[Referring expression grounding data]
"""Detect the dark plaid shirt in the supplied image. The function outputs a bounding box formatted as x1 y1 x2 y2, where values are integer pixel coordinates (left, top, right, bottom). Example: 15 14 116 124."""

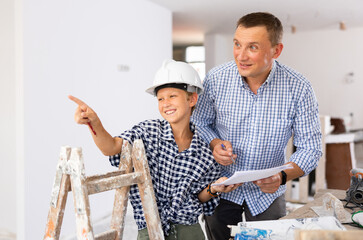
109 119 220 235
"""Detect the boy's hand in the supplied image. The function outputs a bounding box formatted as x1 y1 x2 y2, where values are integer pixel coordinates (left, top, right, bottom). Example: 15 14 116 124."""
212 177 242 193
68 95 123 155
68 95 100 127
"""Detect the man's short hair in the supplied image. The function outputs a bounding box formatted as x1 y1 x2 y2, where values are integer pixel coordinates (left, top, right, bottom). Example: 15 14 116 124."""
236 12 283 46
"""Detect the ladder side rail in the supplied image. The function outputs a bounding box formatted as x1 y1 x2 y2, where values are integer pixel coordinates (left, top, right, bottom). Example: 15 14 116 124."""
69 147 95 240
44 146 71 240
110 141 133 240
132 140 164 240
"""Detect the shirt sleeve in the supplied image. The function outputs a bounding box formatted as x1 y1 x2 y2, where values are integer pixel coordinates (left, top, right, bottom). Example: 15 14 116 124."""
190 161 221 216
289 84 323 176
108 121 147 168
191 74 220 144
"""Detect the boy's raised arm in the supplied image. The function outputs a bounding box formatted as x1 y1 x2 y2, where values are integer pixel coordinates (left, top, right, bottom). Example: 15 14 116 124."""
68 95 122 156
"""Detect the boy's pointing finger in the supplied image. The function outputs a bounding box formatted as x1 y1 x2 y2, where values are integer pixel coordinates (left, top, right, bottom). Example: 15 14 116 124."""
68 95 88 107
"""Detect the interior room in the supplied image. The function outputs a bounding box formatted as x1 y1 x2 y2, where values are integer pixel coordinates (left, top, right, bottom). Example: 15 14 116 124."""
1 0 363 239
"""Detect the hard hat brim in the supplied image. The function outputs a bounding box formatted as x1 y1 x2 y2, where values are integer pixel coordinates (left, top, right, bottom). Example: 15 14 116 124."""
145 82 203 96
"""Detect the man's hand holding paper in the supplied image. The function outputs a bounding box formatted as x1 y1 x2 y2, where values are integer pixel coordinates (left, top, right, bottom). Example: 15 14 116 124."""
212 164 293 189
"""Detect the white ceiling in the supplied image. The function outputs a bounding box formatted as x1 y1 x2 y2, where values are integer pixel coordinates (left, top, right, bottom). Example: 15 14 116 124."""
148 0 363 45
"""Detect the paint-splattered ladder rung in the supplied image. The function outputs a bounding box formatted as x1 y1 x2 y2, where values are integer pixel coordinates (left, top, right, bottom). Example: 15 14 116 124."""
86 172 144 195
65 172 145 195
94 229 117 240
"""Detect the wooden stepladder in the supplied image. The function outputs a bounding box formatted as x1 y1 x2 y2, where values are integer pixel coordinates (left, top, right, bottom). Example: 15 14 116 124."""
44 139 164 240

Task prompt: Text only, no pictures: copy every entry exactly.

Exercise result:
"""Detect the dark plaid shirt in the supplied image. The function outputs a bounding box formatted as x1 y1 x2 y2, where values are integer pixel coordinates (left, top, right, bottom). Example: 15 14 116 124."""

109 119 220 235
"""Detect the boy's hand in the supplied image. The function outputs a bounding box formatted as x1 y1 x2 y2, where values are integer pixel coordinates (left, top, right, bottom). Example: 15 14 116 124."""
212 177 242 193
68 95 123 155
68 95 100 127
"""Detect the man's short hair in the supplied image. The function outputs a bounding box formatted as x1 y1 x2 y2, where values are integer pixel coordinates (left, top, right, bottom). Example: 15 14 116 124."""
236 12 283 46
"""Detect the ladder side rail in the supplied image. The function outputs a bounding box formatted as x1 y1 x2 y2, where values are integer pixel coordinates (left, top, right, bottom). Example: 15 14 116 124."""
69 147 95 240
44 146 71 240
110 141 133 240
132 140 164 240
"""Detect the shirt sleeve in the supplied image. The function outputs a bounding box formatted as x1 y1 x2 y2, where values are integer pixel coordinates (left, top, right, bottom). Example: 15 14 116 124."""
190 161 221 216
289 84 323 176
108 121 147 168
191 74 220 144
"""Detect the boy's raised arm in the supplied image. The function outputs a bounding box formatted as x1 y1 x2 y2, where values are integer pixel coordinates (left, top, right, bottom). Example: 15 14 116 124."""
68 95 122 156
"""Detect the boy's pointing finger in the supplied image. The function outputs a bounding box formatted as x1 y1 x2 y2, where values are integer pixel coordinates (left, top, right, bottom). Example: 15 14 116 124."""
68 95 88 107
"""Detect the interior room in the supplied image. The function outputs a bounding box formatted as x1 y1 x2 y2, where values are integer pixel coordinates (left, top, right, bottom). Example: 15 14 116 124."""
1 0 363 239
"""Detect the hard hat brim in the supplied image. The function outputs a bounding box formatted as x1 y1 x2 y2, where values are integer pixel coordinates (left, top, right, bottom). Example: 15 14 116 124."""
145 82 203 96
"""Detect the man's hand holding paper in the supplied image. The function outputs a bounding box formatted as x1 y1 x2 y2, where values are integer pixel coordinates (left, top, right, bottom). Example: 15 14 116 124."""
212 164 293 189
"""Detect the white ceiling in the supplied image. The function outputs a bounding box formatted as x1 y1 x2 y2, where values are integer pixel coordinates (left, top, right, bottom). Example: 15 14 116 124."""
148 0 363 45
"""Detect the paint-splattered ladder rung in the supplied image. The function outputs a bounding box formatted as x1 y1 x2 y2, where values are integer pixel coordinates (left, top, right, bottom). Example: 15 14 116 124."""
86 172 144 195
65 172 145 195
94 229 117 240
"""Detect the wooden stepladder in the supplied image. The function outputs a bounding box formatted as x1 y1 x2 y2, where values are integer pixel coordinates (left, top, right, bottom). Example: 15 14 116 124."""
44 139 164 240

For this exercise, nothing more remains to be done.